== SOURCE DOCUMENT ==
Perl 6 language and compiler development | Logs at colabti.org/irclogger/irclogger_log/perl6-dev | For toolchain/installation stuff see #perl6-toolchain | For MoarVM see #moarvm
Set by Zoffix on 27 July 2018.
timotimo lizmat: it looks like using a big if/elsif/else is a noticeable bit faster than the when/when/default one in jsonify 00:40
Called 13212853 frames. / 5823134 frames were inlined (44.07%). / 11998426 frames were jitted (90.81%). / 15712 On Stack Replacements were done. 00:48
vs
Called 9938461 frames. / 3373703 frames were inlined (33.95%). / 8756809 frames were jitted (88.11%). / 15711 On Stack Replacements were done. 00:50
m: say 13212853 * 100 / 9938461
camelia 132.94667052
timotimo mhhh, none of the typecheck ACCEPTS method calls seem to be inlined 01:00
sounds like perhaps a good spot to use more nqp ops
Called 5012985 frames. / 2725967 frames were inlined (54.38%). / 3846050 frames were jitted (76.72%). / 15712 On Stack Replacements were done. 01:03
that's a lot less
Ran for 2934055 microseconds (of which 49687 in spesh). - newest code
Ran for 4492072 microseconds (of which 43691 in spesh). - in the middle
Ran for 6359703 microseconds (of which 69481 in spesh). - before i started
like, heck yeah?! 01:04
couldn't have done it without you, lizmat \o/ 01:06
lizmat: btw, normally spesh runs completely in parallel to the program run time, so the "of which $n in spesh" sounds kind of like "more time spent in spesh means the program took less of the total time" 01:09
that was like 49 seconds back in version 0.9.12 01:27
the other in-between versions i don't have on hand right now 01:28
02:23 [Coke] joined
[Coke] hio 02:23
lizmat timotimo: it was my understanding that jnthn would very soon remove that performance difference, so I didn't bother 05:24
07:03 patrickb joined
[Tux] Rakudo version 2019.03.1-667-gd4ceb97e0 - MoarVM version 2019.05-96-gd6f9e02ba
csv-ip5xs0.705 - 0.716
csv-ip5xs-205.267 - 5.742
csv-parser23.861 - 26.589
csv-test-xs-200.432 - 0.435
test6.882 - 7.305
test-t1.831 - 1.848
test-t --race0.816 - 0.835
test-t-2029.331 - 29.875
test-t-20 --race8.984 - 9.260
07:20
(working at home, so the system load is a bit higher than usual)
===
= TASK INSTRUCTIONS =
[a] Echo the Perl 6 development chat log from "Perl 6 language" up to and including "27 July 2018.".
[b] According to the Perl 6 development chat log, what is noticeably faster than the when/when/default construct in jsonify?
[c] Summarize the Perl 6 development chat log in two sentences.
== RAW DATA ==
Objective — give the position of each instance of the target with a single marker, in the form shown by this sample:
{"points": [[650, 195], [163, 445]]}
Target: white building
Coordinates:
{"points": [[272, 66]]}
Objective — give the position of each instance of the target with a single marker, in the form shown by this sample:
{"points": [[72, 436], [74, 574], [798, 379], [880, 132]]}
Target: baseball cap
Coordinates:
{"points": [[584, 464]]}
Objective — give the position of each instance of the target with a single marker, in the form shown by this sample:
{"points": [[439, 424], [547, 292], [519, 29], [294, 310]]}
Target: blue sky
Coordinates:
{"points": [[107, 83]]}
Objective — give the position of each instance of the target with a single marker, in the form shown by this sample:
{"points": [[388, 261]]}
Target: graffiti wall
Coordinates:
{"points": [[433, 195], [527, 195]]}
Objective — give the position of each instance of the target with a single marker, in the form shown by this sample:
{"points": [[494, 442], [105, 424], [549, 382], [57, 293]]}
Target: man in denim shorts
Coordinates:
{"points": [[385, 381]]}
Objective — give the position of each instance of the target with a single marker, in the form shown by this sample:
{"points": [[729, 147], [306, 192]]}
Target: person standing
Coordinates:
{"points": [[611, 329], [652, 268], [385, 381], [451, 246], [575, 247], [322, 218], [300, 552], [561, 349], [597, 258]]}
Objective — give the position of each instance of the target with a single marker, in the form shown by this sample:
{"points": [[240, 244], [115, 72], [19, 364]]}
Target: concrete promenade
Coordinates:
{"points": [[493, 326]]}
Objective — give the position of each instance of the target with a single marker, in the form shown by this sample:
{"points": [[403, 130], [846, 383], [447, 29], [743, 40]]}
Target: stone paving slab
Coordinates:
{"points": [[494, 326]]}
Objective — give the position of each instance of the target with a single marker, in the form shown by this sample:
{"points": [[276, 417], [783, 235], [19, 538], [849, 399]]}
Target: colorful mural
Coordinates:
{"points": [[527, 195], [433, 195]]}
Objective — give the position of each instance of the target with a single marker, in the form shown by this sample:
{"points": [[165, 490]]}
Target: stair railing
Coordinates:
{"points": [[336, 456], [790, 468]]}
===
= OUTPUTS IN ORDER =
[a]
Perl 6 language and compiler development | Logs at colabti.org/irclogger/irclogger_log/perl6-dev | For toolchain/installation stuff see #perl6-toolchain | For MoarVM see #moarvm
Set by Zoffix on 27 July 2018.

[b] A big if/elsif/else.

[c] timotimo reports that a big if/elsif/else is noticeably faster than when/when/default in jsonify, and shares timing figures showing the run time falling from 6359703 microseconds before the changes to 2934055 microseconds with the newest code. lizmat replies that jnthn was expected to remove that performance difference very soon, and [Tux] later posts CSV benchmark timings for a Rakudo and MoarVM build.